WHAT YOU NEED TO DO: The line containing "Where can you find the red rosette?" marks where to begin; quote it and every line after it through the end of the data, exactly as written.

(Object location annotation data)
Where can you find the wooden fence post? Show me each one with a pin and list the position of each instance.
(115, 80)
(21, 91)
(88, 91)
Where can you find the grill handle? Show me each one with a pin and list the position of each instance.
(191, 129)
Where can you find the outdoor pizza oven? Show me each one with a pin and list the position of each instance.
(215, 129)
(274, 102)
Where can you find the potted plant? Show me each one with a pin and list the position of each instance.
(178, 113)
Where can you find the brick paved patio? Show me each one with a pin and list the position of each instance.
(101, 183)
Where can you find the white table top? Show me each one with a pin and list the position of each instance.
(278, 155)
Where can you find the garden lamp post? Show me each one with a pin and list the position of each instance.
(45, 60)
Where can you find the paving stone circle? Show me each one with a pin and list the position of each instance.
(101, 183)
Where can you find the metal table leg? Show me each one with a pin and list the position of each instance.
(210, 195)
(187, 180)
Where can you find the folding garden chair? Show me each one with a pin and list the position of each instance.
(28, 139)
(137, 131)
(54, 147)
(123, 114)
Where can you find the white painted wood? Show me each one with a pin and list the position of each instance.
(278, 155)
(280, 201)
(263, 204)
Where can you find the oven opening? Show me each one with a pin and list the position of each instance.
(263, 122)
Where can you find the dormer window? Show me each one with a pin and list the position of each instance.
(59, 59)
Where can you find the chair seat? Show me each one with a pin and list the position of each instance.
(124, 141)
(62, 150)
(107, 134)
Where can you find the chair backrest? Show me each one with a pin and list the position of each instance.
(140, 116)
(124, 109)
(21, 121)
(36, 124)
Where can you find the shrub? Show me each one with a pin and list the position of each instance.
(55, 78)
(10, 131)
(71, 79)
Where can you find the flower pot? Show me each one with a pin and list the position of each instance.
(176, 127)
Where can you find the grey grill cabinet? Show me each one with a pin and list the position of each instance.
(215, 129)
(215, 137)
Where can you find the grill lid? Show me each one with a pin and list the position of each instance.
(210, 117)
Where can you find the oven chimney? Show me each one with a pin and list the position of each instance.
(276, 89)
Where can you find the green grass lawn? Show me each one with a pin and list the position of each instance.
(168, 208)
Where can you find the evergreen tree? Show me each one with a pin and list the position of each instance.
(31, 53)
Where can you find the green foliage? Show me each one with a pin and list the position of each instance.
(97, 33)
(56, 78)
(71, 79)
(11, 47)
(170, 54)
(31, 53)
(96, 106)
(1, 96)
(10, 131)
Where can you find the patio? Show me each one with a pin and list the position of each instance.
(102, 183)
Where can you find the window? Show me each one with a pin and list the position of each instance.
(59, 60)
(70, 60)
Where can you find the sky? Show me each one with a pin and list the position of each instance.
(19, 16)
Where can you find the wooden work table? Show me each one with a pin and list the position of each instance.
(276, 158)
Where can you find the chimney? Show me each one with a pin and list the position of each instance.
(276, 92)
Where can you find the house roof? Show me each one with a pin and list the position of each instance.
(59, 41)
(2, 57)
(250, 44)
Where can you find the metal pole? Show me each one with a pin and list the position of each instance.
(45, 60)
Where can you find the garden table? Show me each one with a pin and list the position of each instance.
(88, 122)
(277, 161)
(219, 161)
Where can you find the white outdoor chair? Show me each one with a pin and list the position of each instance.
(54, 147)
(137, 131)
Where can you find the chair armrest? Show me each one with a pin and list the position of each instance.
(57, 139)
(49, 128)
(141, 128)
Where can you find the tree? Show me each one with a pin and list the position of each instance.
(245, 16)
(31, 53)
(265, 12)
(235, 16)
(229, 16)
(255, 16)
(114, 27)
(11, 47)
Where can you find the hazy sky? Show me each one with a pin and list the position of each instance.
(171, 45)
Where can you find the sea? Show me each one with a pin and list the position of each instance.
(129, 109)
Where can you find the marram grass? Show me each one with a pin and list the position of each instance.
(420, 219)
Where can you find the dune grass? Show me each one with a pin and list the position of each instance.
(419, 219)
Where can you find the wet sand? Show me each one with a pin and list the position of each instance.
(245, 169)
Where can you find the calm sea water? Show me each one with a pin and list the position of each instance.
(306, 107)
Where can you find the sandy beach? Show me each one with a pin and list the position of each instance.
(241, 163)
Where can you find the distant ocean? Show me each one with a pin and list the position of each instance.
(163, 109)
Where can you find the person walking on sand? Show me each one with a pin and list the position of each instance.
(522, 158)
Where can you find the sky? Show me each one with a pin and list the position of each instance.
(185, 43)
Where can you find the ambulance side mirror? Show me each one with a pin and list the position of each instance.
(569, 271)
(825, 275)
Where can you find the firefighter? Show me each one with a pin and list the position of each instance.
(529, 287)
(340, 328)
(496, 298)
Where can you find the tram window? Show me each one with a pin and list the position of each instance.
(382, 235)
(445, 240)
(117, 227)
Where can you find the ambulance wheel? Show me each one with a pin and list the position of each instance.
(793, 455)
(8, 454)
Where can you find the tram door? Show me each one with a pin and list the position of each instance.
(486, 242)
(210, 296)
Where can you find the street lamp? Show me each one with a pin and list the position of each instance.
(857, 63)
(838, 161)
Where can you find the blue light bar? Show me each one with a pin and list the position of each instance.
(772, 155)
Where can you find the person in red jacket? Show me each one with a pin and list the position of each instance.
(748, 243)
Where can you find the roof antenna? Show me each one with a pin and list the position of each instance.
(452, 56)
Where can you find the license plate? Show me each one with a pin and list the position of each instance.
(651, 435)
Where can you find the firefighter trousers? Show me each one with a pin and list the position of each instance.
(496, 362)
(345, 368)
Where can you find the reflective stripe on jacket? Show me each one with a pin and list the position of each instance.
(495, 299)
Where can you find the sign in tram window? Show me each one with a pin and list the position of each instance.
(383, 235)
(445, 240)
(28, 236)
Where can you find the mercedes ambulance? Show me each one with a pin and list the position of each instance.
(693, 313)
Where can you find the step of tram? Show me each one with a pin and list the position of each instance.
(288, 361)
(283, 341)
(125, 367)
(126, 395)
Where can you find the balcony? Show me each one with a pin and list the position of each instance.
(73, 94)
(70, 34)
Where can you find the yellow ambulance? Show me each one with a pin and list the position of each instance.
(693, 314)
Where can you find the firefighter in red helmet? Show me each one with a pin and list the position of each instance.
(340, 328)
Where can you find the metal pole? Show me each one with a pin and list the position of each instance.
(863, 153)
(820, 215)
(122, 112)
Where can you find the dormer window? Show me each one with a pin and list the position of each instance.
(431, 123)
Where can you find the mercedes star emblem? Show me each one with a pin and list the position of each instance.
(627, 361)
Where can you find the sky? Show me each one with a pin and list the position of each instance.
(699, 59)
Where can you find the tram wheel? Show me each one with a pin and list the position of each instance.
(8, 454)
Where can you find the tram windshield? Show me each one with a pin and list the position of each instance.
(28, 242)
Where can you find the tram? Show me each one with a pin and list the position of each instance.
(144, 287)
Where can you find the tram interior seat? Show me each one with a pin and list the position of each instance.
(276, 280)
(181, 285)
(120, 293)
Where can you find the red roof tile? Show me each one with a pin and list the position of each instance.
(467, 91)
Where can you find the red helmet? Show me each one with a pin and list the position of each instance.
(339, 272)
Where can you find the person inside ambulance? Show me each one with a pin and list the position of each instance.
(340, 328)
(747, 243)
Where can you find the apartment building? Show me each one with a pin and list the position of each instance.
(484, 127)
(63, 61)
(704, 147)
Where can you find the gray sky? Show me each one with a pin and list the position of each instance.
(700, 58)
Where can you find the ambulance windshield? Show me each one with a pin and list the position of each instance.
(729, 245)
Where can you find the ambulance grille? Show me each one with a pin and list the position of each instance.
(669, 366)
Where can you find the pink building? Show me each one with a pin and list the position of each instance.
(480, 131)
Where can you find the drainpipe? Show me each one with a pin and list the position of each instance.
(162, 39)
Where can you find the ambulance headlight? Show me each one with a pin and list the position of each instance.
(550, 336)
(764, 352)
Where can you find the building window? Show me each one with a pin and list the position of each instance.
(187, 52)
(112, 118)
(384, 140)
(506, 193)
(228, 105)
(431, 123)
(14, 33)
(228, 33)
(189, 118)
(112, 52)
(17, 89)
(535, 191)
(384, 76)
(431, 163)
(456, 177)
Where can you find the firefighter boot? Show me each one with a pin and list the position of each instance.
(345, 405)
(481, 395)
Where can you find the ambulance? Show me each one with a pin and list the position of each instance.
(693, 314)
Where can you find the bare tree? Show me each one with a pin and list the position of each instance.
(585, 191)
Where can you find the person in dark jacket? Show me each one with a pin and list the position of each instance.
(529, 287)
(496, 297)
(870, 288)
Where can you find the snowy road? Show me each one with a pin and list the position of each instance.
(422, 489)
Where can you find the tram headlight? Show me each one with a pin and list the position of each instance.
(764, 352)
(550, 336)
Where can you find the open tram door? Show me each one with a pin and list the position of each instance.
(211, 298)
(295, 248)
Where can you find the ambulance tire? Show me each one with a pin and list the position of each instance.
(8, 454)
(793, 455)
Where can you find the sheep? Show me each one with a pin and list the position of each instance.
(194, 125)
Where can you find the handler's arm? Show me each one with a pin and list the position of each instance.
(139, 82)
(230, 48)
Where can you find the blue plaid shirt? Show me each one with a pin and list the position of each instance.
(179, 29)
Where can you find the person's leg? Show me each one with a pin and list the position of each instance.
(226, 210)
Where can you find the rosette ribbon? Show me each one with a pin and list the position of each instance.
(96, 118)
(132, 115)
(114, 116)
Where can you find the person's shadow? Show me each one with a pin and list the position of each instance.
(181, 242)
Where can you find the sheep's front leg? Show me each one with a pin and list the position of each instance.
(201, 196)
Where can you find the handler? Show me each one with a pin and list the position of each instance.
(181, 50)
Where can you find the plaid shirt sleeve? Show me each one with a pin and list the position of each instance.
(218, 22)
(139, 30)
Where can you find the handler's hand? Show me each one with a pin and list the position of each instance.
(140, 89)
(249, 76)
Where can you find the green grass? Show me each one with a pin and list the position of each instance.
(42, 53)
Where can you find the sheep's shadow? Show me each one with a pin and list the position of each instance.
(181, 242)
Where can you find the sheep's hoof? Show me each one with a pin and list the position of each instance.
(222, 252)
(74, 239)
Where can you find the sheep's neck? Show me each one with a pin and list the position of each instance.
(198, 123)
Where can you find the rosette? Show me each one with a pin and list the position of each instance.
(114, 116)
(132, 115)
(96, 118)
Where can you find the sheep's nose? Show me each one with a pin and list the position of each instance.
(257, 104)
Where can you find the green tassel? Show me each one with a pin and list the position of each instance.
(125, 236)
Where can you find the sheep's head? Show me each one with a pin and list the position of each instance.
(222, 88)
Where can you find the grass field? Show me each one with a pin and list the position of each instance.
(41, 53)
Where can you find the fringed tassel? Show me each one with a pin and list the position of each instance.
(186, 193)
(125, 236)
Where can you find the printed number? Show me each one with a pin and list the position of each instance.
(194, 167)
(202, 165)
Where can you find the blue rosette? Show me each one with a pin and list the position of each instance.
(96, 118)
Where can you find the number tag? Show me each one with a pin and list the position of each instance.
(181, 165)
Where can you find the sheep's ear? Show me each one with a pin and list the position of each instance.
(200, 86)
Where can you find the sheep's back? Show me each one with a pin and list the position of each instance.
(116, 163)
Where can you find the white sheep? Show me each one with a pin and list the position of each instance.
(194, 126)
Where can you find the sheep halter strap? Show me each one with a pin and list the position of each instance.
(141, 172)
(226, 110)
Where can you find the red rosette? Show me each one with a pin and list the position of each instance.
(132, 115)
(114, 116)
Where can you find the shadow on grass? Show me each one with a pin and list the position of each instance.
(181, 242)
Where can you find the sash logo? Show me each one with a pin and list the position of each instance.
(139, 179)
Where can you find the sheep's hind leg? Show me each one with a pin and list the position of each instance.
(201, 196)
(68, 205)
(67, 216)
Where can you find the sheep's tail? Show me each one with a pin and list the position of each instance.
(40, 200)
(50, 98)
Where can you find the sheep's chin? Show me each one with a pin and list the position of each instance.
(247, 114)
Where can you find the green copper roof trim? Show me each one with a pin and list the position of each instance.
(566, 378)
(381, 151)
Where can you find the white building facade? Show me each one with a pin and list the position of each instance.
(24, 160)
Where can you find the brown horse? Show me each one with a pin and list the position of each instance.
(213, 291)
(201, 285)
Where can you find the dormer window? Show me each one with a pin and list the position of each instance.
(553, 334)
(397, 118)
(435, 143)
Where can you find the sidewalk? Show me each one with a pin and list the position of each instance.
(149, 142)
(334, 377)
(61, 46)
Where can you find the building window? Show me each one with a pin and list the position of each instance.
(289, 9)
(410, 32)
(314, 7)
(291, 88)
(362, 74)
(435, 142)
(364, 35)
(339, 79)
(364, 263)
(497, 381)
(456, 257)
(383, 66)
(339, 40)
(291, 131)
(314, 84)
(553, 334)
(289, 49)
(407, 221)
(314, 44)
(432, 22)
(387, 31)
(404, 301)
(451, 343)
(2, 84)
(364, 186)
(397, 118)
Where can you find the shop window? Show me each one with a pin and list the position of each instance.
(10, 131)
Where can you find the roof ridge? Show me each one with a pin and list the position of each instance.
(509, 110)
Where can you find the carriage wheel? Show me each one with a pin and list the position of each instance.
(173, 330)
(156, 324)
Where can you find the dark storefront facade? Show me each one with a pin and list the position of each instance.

TASK RESULT:
Where can you find the red rosette? Show me each one with a pin and list the position of each instance.
(132, 115)
(114, 116)
Where can you find the shadow on grass? Show me each one with a pin and list the position of each instance.
(181, 242)
Where can you find the sash logo? Show me each one with a pin and list the position of each instance.
(139, 179)
Where can you find the sheep's hind leg? Show me each one with a pin and list the position of each instance.
(201, 196)
(68, 205)
(67, 216)
Where can you find the sheep's tail? Show me each one with a pin and list the position of each instance.
(40, 200)
(50, 98)
Where can you find the sheep's chin? Show me each one with a pin and list the position of each instance.
(247, 114)
Where can you find the green copper roof trim? Show me each one with a pin and list the position of each instance.
(566, 378)
(381, 151)
Where can you find the white building facade? Show me each one with a pin and list the position of each instance.
(24, 160)
Where can you find the brown horse? Show me each one with a pin and list the position of each instance.
(213, 291)
(201, 285)
Where can you find the dormer window? Show me each one with a pin and list the position of each instance.
(553, 334)
(397, 118)
(435, 143)
Where can you find the sidewalk? Show me each one with a pin and list the position of each instance.
(149, 142)
(334, 377)
(61, 46)
Where can you find the building window? Show me each one with a pin and list the position of each instance.
(289, 9)
(410, 32)
(314, 7)
(291, 88)
(362, 74)
(435, 142)
(364, 35)
(339, 79)
(364, 263)
(497, 381)
(456, 257)
(383, 66)
(339, 40)
(291, 131)
(314, 84)
(553, 334)
(289, 49)
(407, 221)
(314, 44)
(432, 22)
(387, 31)
(404, 301)
(451, 343)
(2, 84)
(364, 186)
(397, 118)
Where can you find the shop window? Show me each one with a pin and list the position of each instance.
(10, 131)
Where can you find the roof ridge? Show me each one with a pin and list the position of each instance.
(509, 110)
Where can you find the carriage wheel? Show me each one with a pin and list the position of each instance.
(173, 330)
(156, 324)
Where can you find the dark storefront facade? Show me each one with a pin and list the position of each instance.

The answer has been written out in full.